Problem requirements: Filter these entries down to the lines that hold the word "pillow", and show each of them.

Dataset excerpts
▶
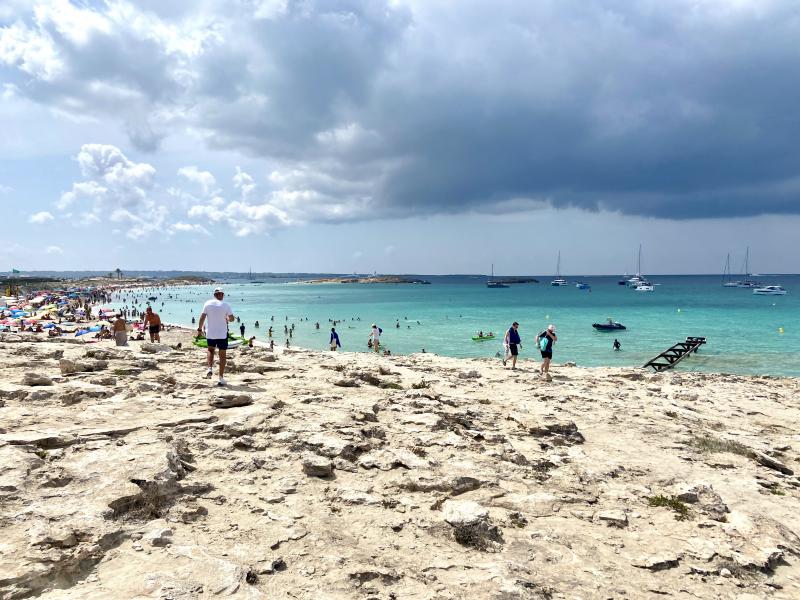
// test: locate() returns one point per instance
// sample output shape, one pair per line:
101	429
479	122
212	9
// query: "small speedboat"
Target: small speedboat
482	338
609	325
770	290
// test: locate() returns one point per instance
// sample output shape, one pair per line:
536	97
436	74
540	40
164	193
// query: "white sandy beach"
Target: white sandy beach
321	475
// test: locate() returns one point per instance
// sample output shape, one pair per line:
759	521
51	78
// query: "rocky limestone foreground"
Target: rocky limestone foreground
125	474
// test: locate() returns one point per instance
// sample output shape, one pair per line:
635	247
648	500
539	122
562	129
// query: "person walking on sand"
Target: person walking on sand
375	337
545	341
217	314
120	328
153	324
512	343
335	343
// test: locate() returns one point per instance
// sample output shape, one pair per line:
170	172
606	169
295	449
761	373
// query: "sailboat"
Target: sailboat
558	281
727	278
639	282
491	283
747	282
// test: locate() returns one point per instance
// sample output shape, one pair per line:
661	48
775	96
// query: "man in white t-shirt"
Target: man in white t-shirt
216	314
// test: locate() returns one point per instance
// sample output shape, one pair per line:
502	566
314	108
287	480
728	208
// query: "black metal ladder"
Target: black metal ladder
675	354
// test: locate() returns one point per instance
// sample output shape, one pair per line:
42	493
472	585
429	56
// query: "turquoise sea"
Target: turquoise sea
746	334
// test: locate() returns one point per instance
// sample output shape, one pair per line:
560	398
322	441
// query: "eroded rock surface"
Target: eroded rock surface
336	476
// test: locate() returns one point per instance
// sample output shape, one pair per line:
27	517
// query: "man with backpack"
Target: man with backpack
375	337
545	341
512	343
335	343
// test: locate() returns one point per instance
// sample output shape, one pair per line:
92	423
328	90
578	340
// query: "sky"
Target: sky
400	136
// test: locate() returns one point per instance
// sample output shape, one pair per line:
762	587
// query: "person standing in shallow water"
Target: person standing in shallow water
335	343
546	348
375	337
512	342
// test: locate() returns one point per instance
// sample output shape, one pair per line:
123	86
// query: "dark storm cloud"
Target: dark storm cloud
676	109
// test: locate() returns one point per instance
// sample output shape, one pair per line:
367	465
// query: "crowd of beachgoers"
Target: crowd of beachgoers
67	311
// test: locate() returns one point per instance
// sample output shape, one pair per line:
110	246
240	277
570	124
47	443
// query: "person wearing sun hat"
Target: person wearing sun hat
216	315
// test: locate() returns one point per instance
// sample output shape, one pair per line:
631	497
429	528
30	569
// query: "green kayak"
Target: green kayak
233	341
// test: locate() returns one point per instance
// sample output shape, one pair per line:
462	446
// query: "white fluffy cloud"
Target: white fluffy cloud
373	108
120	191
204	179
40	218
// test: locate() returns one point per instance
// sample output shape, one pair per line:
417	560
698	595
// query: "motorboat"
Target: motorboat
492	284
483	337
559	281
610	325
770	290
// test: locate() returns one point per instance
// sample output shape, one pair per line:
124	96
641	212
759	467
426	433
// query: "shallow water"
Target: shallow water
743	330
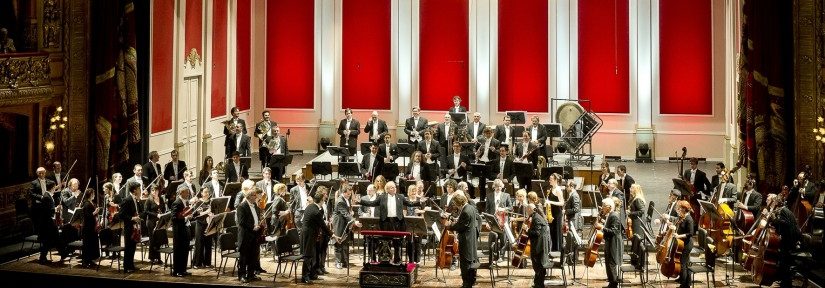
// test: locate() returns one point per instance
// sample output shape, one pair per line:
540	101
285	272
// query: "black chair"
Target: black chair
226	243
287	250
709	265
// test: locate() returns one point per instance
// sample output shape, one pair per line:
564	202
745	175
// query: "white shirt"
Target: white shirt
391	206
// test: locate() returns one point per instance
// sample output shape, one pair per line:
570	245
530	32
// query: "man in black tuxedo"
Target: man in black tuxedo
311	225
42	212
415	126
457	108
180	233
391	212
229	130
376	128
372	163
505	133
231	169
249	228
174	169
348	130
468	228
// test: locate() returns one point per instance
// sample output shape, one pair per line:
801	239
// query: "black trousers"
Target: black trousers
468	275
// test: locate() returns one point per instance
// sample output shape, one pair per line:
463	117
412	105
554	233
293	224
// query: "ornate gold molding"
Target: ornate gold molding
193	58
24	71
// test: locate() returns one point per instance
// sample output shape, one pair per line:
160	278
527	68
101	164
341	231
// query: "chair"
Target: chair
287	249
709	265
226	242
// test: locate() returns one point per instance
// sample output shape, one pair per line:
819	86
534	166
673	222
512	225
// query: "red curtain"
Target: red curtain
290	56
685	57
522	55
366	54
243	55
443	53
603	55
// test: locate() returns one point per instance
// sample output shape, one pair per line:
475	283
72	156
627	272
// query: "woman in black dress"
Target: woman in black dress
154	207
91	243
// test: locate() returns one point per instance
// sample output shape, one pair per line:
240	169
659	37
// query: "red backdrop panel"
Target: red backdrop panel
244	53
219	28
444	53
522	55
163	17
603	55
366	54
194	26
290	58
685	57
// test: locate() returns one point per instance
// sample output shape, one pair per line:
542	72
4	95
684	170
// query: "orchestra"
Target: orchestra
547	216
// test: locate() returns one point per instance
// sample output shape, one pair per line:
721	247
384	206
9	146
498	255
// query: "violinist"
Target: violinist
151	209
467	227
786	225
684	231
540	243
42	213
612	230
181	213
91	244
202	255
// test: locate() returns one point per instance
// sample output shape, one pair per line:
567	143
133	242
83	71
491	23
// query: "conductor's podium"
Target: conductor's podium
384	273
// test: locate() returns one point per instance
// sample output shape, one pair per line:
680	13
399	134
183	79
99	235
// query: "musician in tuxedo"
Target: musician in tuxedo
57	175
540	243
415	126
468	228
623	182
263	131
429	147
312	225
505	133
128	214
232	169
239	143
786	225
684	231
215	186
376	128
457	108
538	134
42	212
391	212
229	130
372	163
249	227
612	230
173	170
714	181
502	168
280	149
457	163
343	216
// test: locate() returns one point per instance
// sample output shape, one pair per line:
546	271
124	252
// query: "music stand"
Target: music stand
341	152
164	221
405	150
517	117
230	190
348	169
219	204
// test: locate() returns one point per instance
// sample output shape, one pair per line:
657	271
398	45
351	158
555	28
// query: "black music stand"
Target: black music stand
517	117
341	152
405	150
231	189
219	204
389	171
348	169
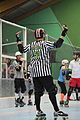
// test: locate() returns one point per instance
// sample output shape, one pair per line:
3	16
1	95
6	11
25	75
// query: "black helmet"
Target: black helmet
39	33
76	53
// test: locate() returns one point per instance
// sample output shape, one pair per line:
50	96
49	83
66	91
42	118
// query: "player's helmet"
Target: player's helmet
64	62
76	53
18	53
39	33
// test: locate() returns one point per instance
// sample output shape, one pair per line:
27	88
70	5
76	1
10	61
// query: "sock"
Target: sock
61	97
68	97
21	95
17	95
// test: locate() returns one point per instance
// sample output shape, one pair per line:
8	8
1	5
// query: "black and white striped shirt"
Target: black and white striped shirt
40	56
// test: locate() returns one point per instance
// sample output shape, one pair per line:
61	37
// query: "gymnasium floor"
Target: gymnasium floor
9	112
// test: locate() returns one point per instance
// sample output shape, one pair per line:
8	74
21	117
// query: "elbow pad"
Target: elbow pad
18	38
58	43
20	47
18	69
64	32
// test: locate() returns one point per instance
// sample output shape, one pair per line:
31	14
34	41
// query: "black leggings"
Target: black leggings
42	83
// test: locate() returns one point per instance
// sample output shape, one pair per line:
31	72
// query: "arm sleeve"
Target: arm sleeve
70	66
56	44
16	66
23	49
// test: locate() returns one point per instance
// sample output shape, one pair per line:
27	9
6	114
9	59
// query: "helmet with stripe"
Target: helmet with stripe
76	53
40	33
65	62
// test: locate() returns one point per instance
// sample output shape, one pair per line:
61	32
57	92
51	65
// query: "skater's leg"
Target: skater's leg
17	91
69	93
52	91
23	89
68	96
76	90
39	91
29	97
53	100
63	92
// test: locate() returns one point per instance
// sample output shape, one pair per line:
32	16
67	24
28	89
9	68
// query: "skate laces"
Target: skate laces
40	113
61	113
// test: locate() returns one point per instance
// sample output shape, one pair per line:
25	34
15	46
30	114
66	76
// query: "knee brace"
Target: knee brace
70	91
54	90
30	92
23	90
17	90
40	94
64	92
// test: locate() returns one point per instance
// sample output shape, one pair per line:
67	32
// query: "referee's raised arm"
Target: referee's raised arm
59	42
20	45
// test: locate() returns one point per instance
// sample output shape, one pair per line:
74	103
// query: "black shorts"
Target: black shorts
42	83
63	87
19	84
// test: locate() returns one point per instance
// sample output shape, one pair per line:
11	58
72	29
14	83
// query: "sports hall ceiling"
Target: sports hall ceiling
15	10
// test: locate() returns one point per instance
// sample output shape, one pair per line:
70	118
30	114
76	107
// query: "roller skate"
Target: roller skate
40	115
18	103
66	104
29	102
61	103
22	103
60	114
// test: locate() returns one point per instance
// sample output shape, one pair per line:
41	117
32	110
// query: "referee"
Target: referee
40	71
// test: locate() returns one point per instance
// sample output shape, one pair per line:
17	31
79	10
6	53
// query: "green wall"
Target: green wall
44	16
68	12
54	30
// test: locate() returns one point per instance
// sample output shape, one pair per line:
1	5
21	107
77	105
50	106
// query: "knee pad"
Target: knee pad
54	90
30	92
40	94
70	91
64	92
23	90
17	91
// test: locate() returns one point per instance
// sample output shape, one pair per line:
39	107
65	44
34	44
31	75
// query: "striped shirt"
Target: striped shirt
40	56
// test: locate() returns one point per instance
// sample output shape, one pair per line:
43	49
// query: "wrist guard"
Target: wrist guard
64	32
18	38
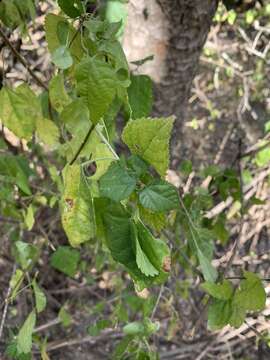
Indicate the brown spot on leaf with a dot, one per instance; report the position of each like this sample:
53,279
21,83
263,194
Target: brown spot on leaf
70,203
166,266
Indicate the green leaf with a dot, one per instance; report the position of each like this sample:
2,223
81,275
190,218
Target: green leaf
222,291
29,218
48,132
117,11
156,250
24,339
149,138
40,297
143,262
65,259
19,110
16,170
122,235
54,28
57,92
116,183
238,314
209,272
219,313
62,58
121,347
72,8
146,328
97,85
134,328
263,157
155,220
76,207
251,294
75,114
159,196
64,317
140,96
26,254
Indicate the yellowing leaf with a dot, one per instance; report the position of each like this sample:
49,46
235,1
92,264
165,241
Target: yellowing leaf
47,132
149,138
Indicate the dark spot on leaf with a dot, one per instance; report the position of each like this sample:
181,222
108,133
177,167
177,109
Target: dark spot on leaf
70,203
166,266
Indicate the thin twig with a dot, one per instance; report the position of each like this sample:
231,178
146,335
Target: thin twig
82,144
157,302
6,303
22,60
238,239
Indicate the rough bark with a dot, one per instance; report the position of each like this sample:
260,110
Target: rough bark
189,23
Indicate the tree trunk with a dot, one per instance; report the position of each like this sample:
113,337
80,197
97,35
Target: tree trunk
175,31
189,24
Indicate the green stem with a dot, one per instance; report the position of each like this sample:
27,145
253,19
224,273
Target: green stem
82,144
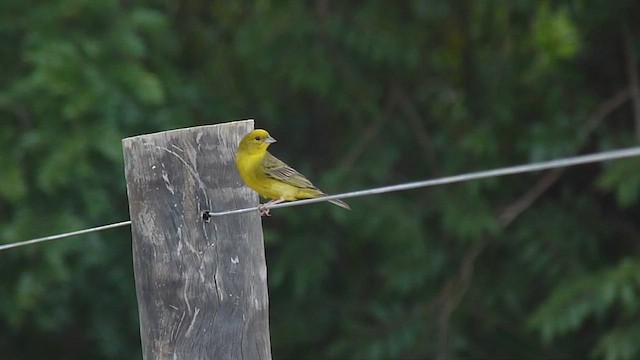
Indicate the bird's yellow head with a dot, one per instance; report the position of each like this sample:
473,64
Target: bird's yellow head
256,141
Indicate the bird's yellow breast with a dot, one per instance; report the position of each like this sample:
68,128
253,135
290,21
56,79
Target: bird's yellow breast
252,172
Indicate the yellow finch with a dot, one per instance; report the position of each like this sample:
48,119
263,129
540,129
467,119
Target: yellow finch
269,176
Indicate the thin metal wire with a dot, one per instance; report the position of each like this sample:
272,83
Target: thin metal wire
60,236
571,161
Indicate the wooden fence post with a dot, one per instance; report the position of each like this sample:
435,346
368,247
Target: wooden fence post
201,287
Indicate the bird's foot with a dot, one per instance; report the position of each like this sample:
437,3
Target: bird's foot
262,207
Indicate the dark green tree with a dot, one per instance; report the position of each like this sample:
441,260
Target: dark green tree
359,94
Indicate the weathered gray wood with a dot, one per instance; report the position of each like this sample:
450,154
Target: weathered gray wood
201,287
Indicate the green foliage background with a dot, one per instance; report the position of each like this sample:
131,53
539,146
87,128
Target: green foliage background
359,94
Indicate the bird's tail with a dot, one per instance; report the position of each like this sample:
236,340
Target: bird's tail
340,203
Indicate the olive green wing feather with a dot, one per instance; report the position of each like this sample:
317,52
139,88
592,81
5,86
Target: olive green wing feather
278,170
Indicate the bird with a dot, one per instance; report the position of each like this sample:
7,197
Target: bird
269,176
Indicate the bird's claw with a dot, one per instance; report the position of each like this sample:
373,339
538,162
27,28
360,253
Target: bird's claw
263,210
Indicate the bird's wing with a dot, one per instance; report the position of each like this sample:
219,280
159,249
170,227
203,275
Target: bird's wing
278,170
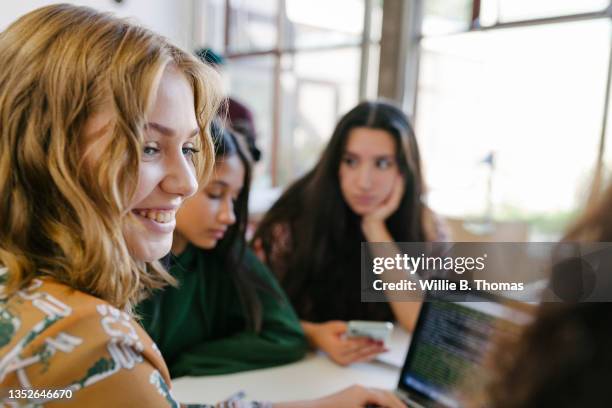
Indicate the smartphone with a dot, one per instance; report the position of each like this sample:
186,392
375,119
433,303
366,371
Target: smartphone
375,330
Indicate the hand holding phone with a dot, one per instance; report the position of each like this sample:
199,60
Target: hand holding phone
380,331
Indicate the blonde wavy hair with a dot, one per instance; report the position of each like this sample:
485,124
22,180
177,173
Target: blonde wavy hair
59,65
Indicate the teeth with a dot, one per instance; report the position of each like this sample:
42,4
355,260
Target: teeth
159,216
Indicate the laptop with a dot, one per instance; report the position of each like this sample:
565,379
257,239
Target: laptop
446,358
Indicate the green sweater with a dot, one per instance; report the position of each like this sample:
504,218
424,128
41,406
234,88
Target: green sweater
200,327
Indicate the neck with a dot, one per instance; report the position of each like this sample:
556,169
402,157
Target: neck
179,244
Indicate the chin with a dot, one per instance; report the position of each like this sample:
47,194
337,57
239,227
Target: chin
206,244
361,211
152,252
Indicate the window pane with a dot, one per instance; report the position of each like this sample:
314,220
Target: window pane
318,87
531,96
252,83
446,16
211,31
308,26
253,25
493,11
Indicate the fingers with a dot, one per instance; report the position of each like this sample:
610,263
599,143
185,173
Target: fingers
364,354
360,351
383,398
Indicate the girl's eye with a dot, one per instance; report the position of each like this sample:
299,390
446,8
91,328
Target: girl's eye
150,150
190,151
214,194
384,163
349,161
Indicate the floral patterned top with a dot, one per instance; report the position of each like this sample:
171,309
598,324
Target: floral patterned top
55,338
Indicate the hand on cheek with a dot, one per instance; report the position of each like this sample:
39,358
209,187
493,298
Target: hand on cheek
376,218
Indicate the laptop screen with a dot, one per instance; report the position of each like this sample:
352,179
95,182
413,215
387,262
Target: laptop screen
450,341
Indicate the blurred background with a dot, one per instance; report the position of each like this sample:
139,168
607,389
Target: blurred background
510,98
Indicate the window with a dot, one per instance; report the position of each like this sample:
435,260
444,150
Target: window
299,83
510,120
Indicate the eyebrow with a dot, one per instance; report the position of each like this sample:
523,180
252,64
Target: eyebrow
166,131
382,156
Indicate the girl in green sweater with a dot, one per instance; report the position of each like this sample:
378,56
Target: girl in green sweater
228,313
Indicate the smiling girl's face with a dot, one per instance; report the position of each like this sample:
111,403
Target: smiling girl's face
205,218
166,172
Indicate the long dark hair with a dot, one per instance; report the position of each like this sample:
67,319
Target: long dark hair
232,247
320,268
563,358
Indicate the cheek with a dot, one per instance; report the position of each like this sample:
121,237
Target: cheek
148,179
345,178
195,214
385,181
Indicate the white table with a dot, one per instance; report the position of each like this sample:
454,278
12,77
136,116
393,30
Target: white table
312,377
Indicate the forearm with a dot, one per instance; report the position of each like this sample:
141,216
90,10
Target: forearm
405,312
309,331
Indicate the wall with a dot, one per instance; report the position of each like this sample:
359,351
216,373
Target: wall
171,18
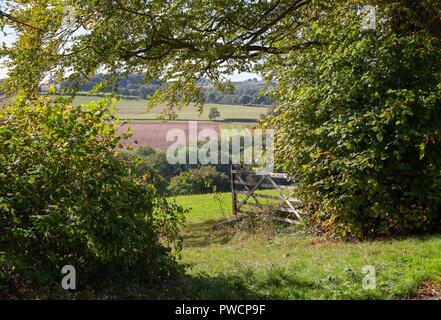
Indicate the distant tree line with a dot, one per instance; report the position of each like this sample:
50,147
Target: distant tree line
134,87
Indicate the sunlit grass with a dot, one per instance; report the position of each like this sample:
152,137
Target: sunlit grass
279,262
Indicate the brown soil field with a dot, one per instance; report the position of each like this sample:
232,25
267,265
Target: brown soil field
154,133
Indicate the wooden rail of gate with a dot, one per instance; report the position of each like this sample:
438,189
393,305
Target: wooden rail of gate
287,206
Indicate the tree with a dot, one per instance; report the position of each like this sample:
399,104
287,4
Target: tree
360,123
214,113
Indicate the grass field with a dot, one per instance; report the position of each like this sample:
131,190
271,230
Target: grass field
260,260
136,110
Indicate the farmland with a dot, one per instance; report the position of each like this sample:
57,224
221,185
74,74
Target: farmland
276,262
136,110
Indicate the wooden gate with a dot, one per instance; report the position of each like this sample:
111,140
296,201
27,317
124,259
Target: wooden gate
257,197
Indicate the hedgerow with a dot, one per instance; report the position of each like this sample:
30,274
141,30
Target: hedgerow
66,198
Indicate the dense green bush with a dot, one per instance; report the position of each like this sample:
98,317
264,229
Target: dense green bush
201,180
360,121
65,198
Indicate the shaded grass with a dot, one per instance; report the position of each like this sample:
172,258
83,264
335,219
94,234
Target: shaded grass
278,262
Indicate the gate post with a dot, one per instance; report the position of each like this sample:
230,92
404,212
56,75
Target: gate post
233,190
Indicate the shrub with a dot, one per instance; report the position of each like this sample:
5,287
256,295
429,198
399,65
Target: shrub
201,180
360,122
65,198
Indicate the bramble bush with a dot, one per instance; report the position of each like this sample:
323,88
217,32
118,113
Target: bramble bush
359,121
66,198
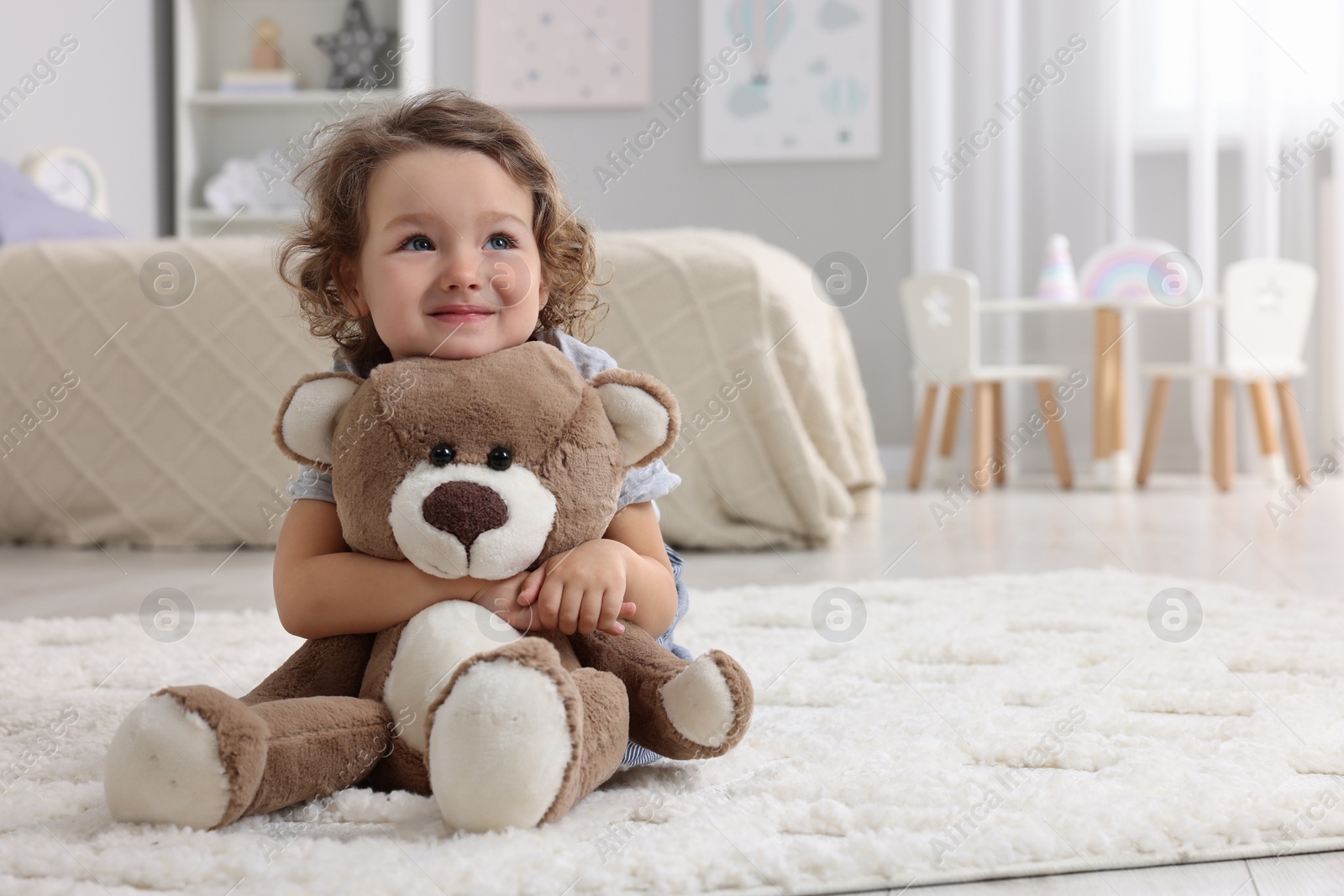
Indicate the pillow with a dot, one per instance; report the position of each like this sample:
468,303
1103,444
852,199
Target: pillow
◀
Answer:
Indicate the pillow with a dot, one per instance; report the position of each like this sample:
Target: pillow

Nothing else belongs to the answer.